* start WORKING DATA *

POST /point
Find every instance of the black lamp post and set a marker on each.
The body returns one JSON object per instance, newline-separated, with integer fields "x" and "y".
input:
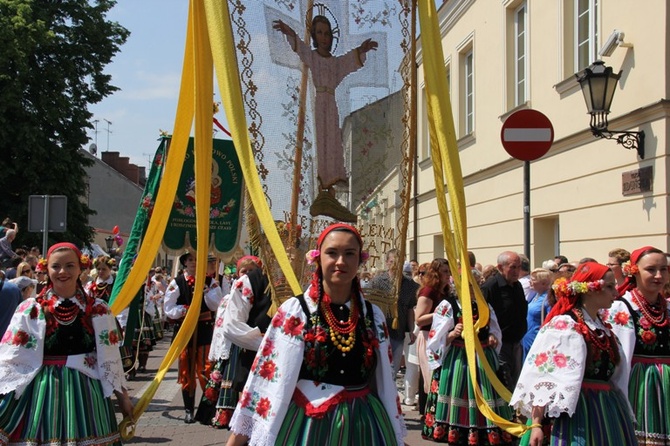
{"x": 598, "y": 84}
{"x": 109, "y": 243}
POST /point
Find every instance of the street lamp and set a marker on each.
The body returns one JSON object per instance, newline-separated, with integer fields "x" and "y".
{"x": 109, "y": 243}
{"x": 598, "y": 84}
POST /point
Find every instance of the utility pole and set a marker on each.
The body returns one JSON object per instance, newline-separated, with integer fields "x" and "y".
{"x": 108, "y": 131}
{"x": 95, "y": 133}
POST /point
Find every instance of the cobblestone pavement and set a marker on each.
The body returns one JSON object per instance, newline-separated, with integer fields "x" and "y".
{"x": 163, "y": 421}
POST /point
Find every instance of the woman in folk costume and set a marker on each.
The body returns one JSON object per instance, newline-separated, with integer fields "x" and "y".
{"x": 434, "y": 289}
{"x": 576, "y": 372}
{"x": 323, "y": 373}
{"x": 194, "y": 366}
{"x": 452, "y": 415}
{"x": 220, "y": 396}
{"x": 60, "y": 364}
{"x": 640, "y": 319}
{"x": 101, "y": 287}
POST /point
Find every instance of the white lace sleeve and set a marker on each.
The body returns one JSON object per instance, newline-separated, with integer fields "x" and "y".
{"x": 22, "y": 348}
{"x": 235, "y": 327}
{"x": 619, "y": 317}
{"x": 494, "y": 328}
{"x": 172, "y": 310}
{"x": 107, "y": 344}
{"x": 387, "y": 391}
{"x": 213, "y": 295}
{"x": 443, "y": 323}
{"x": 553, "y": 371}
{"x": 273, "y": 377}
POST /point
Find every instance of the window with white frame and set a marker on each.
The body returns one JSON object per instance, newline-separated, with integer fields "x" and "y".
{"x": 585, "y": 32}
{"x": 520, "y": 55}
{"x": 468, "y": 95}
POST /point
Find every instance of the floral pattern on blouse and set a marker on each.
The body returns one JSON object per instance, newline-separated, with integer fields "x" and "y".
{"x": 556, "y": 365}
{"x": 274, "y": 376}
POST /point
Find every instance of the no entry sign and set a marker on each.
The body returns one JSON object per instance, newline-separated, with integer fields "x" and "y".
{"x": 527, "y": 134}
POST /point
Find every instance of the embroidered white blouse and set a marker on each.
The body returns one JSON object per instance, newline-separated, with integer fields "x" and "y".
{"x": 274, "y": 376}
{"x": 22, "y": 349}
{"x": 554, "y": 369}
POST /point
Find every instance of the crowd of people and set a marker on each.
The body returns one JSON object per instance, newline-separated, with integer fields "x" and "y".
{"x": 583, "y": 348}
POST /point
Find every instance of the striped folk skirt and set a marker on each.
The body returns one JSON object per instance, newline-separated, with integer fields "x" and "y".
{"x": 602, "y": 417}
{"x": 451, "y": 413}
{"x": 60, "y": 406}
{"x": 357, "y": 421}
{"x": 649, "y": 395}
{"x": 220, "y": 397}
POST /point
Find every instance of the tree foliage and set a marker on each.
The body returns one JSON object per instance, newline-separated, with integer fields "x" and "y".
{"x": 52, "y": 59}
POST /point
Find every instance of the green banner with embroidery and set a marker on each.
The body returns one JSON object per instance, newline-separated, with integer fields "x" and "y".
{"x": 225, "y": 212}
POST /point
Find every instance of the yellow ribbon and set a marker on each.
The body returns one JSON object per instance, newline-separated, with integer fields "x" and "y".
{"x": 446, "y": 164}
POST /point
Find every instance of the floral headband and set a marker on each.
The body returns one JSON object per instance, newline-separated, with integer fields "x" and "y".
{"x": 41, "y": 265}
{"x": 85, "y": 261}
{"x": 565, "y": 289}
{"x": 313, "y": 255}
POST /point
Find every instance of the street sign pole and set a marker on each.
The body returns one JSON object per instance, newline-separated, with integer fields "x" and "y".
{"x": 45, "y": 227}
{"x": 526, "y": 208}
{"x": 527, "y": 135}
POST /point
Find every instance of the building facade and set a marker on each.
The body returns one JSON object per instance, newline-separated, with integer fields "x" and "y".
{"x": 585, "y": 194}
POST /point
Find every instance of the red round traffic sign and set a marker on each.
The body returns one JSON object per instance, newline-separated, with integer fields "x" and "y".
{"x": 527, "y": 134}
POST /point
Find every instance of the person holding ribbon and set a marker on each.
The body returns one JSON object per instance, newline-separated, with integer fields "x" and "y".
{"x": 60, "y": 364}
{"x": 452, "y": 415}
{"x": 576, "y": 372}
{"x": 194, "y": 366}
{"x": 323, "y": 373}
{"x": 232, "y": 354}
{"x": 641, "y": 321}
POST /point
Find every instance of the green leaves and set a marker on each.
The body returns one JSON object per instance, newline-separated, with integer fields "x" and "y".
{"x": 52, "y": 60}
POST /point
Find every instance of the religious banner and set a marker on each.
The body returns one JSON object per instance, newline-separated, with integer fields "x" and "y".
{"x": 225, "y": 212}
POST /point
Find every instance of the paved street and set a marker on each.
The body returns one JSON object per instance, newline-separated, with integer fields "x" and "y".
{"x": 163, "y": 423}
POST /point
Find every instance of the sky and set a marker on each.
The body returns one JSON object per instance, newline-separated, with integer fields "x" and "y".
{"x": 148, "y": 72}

* end WORKING DATA *

◆ **TASK DESCRIPTION**
Without the pictures, restate all the entries above exactly.

◆ **EXPECTED ANSWER**
POST /point
Find every instance of the black lamp post and set a marker on each.
The body returns one JSON object per instance, newline-separated, with integer fields "x" and "y".
input:
{"x": 598, "y": 84}
{"x": 109, "y": 243}
POST /point
Find every instance of the street lamp and set a marker on each.
The body returns one JSON object per instance, newline-separated, with integer fields "x" and "y".
{"x": 109, "y": 243}
{"x": 598, "y": 84}
POST /point
Find every instance of the utility pole and set a marker on each.
The body returns one JSON object per instance, newline-separated, with integer fields "x" and "y".
{"x": 108, "y": 131}
{"x": 95, "y": 133}
POST /point
Find every instance of the cobblestone pavement and set a marker on each.
The body returns one JSON object per instance, newline-separated, with integer fields "x" and "y".
{"x": 163, "y": 421}
POST /point
Find every instance of the woman in folk costume and set a marker on each.
The body returns one JSON object per instance, newline-separated, with integer fields "x" and "y".
{"x": 434, "y": 289}
{"x": 576, "y": 372}
{"x": 323, "y": 373}
{"x": 194, "y": 366}
{"x": 452, "y": 415}
{"x": 220, "y": 396}
{"x": 60, "y": 364}
{"x": 640, "y": 319}
{"x": 101, "y": 287}
POST /point
Find every instance of the white lace sleeve and set a marker on each.
The body returns one JSON object per instance, newline-separated, with integer fields "x" and "y".
{"x": 22, "y": 348}
{"x": 235, "y": 327}
{"x": 619, "y": 317}
{"x": 494, "y": 328}
{"x": 172, "y": 310}
{"x": 107, "y": 344}
{"x": 387, "y": 391}
{"x": 213, "y": 295}
{"x": 443, "y": 323}
{"x": 553, "y": 371}
{"x": 273, "y": 377}
POST /point
Find every instance of the window with white frame and set a marker on each.
The body returns one JSON object per instance, newline-separated, with integer fields "x" and "y".
{"x": 585, "y": 32}
{"x": 520, "y": 55}
{"x": 468, "y": 95}
POST /point
Find every instance of the floral pattern on blouse and set a marker on each.
The body returns one JSON object per instance, newline-separated, with integer fields "x" and "y".
{"x": 556, "y": 365}
{"x": 274, "y": 376}
POST /point
Find every instance of the no entry sign and set a marker on each.
The body returns one JSON object per instance, newline-separated, with integer fields "x" and "y".
{"x": 527, "y": 134}
POST /point
Find every instance of the embroidered white blouse and set a marker on each.
The body returns one JSON object per instance, newline-separated, with integer fields "x" and "y".
{"x": 274, "y": 376}
{"x": 22, "y": 349}
{"x": 554, "y": 369}
POST /point
Find every instance of the crowd of people and set a marker on each.
The body returns one JSON object per instance, newline-separated, with integer fields "x" and "y".
{"x": 583, "y": 348}
POST /point
Find every instance of the striped folk skirt and set a marker on each.
The body returns one JSON object per instance, newline-separated, with integer fields "x" and "y".
{"x": 602, "y": 417}
{"x": 451, "y": 413}
{"x": 60, "y": 406}
{"x": 357, "y": 421}
{"x": 649, "y": 395}
{"x": 220, "y": 397}
POST /point
Find every instance of the tree foliage and set a marker on each.
The body returns one JSON object per instance, newline-separated, with integer fields "x" and "y".
{"x": 52, "y": 59}
POST /point
Find every instance of the green banner with embroidery and set a marker on each.
The body returns one JSON object per instance, newline-separated, with integer fields "x" and "y".
{"x": 225, "y": 212}
POST /point
Find every instance of the yellow ribbon and set a marker on each.
The body returns one JSON object per instance, newline-separated, with integer fields "x" and "y".
{"x": 446, "y": 164}
POST /point
Find every instance of the floral headband and set a marker on each.
The body returns one JSON object per instance, newline-separated, with integer fields "x" and "y".
{"x": 41, "y": 265}
{"x": 85, "y": 261}
{"x": 565, "y": 289}
{"x": 313, "y": 255}
POST /point
Find every instance of the street sign pole and set a marker on each.
The body returns one JSON object per instance, newline-separated, with integer fields "x" and "y".
{"x": 45, "y": 227}
{"x": 526, "y": 208}
{"x": 527, "y": 135}
POST /point
Find every instance of the building facade and set a marker on each.
The body returns one JSON object per instance, newline-separated, with integer fields "x" and "y".
{"x": 585, "y": 194}
POST /point
Find every instance of the red round traffic sign and set a marker on each.
The body returns one JSON object per instance, newline-separated, with integer fields "x" and "y".
{"x": 527, "y": 134}
POST /point
Find every instance of the person holding ribbon and set a marker on each.
The body returns one JSON object per instance, newline-separated, with integer fields "x" and "y".
{"x": 60, "y": 364}
{"x": 452, "y": 415}
{"x": 576, "y": 372}
{"x": 194, "y": 366}
{"x": 323, "y": 373}
{"x": 232, "y": 354}
{"x": 641, "y": 321}
POST /point
Find every instance of the green leaves and set a marker on each.
The body returns one JSON object per instance, newline-separated, with integer fields "x" and "y".
{"x": 52, "y": 60}
POST /point
Find every instance of the religious banner and set a marker on each.
The body returns one JSON object per instance, newline-separated, with integer fields "x" and "y".
{"x": 225, "y": 212}
POST /point
Find every instance of the paved street and set a marker on each.
The body returns one JSON object per instance, newline-separated, with integer fields "x" and "y".
{"x": 163, "y": 423}
POST /point
Find every instance of the sky and set a marker on each.
The body returns one JSON object per instance, newline-separated, with integer fields "x" and "y".
{"x": 148, "y": 72}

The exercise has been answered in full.